DESCRIPTION OF THE TASK: Copy the reptile meeting thread, beginning at the words "# 11th DERBYSHIRE" and stopping after "Street , Kilburn ,Belper.", and switch "Friday" to "Saturday".

SELECTED EXCERPT:
** START **
# 11th DERBYSHIRE REPTILE MEETING :)



## lele_davee (Jan 24, 2011)

Hiya details of our meeting below , have got a new venue now for it , its about 5 mins drive from the old venue :-

Date :- Friday 24th Feb ,
Time :- 7.30pm onwards
Venue :- The Traverllers Rest , Chapel Street , Kilburn ,Belper.

HIYA MEETING STARTS AT 7.30 , NICE FRIENDLY WARM COUNTRY PUB , EVERYONE WELCOME WITH OR WITHOUT REPS , LOOK FORWARD TO SEEING EVERYONE THERE  LISA AND DAVE X X X


----------



## Marckip86 (Aug 31, 2009)

Il be there Lisa, il see if Jen wants to come aswell 


Sent from my iPhone using Tapatalk


----------



## Ransom (Jan 19, 2012)

ill be there


----------



## lele_davee (Jan 24, 2011)

Hiya Everyone , just a quick update , meeting venue has change back to the original pub address below , :-

Welcome Tavern 
73 Mill Lane 
Belper 
DE56 1LH

Thanks Lisa and Dave


----------



## Marckip86 (Aug 31, 2009)

How come you decided to change it back Lisa?


Sent from my iPhone using Tapatalk


----------



## lele_davee (Jan 24, 2011)

Marckip86 said:


> How come you decided to change it back Lisa?
> 
> 
> Sent from my iPhone using Tapatalk


Hiya Marc we prefer it at The Welcome , plus some of the locals where abit mardy about the reps , and we know The Welcome locals love the reps  Anyway bump for the meeting


----------



## Marckip86 (Aug 31, 2009)

I thought your new locals seemed ok lol but yes it was abit small really for us



Sent from my iPhone using Tapatalk


----------



## Marckip86 (Aug 31, 2009)

Bump for the meeting


Sent from my iPhone using Tapatalk


----------



## Ransom (Jan 19, 2012)

hay guys will this be held in a side room or in the main pub, 
just thinking if it will be possible too bring my 2 boys down 3+6yrs, 

also will anyone be selling anything on the evening ?

mark


----------



## lele_davee (Jan 24, 2011)

Hiya Children are welcome at the pub the landladies 2 boys sometimes come down for a look at the reps , we have a couple of children that come so np  dont know if anyone is bringing anything to sell ill try to find out for you  Thanks Lisa and Dave


----------



## lele_davee (Jan 24, 2011)

Bump for the meeting tonight


----------



## AnnieM (Nov 4, 2011)

Oh....  only just spotted this, didn't realise there was meetings. What are they like cos I'm really really shy! Do a lot of people come and what type of meeting is it?


----------



## lele_davee (Jan 24, 2011)

AnnieM said:


> Oh....  only just spotted this, didn't realise there was meetings. What are they like cos I'm really really shy! Do a lot of people come and what type of meeting is it?


Hi ,we are just a group that meets once a month and we bring our reps , we are a nice friendly group ect, hopefully the next meeting is on the 30th March i will post details when its comfirmed


----------
** END **
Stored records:
** START **
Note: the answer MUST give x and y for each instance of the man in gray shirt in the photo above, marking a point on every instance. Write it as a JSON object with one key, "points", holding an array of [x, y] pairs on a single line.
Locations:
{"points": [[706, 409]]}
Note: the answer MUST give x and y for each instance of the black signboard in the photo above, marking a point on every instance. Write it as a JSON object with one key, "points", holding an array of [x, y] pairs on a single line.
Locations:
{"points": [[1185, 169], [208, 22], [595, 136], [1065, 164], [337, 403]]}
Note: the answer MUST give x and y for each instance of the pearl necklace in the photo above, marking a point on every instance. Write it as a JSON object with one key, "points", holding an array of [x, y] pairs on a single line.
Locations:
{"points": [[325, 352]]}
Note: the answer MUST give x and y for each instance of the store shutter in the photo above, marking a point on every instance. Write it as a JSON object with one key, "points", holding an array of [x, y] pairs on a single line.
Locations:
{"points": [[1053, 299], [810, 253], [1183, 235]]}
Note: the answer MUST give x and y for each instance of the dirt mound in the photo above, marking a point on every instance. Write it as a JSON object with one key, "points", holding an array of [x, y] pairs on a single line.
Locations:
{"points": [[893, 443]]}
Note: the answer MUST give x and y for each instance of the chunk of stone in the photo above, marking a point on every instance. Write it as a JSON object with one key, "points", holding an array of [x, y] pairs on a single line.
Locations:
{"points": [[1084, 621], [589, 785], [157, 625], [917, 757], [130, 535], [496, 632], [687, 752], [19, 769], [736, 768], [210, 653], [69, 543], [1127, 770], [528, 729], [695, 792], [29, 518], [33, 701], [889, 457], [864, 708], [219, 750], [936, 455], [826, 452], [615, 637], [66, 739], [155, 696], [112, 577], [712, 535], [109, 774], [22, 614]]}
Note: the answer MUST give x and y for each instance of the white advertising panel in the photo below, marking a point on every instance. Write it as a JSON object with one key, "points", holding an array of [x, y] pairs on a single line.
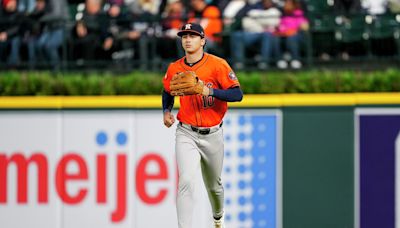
** END **
FINAL RESULT:
# 11th DERBYSHIRE REPTILE MEETING :)



## lele_davee (Jan 24, 2011)

Hiya details of our meeting below , have got a new venue now for it , its about 5 mins drive from the old venue :-

Date :- Saturday 24th Feb ,
Time :- 7.30pm onwards
Venue :- The Traverllers Rest , Chapel Street , Kilburn ,Belper.